§ **Task directions**:
Return only the lines running from the top of the entries to the line with "box: [281, 240, 421, 416]", inclusive, exactly as written.

Saved entries
——

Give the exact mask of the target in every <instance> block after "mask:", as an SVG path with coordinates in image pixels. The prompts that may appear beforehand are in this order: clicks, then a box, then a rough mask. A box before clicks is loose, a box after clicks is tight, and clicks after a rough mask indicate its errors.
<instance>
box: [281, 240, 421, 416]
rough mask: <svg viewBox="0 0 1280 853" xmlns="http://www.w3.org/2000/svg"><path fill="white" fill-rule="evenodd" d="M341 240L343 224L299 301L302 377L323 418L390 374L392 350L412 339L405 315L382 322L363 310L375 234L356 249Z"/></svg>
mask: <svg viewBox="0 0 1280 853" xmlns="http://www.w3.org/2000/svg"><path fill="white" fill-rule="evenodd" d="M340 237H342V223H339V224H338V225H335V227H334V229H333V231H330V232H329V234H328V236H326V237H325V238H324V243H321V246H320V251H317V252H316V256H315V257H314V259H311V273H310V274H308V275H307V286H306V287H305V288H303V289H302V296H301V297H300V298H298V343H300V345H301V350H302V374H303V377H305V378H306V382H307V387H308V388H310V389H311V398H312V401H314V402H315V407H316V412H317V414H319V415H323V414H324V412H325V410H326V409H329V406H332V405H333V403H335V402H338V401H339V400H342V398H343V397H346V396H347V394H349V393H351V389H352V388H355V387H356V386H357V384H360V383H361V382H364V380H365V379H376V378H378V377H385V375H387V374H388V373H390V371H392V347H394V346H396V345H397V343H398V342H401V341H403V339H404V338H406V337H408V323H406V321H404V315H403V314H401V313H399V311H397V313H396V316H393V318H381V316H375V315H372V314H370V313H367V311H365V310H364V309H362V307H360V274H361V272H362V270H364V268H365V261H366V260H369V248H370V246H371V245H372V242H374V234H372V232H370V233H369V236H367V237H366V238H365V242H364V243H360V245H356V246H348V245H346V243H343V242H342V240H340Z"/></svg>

——

§ **Response to this task**:
Give the exact mask of the target in every <instance> block after "mask:", as an SVG path with coordinates in image pixels. The prompts that may appear beforehand are in this order: clicks, then a box, then a rough mask. A box before clicks is loose, a box after clicks is tight, and clicks after a rough mask indicate its errors.
<instance>
box: [281, 240, 421, 416]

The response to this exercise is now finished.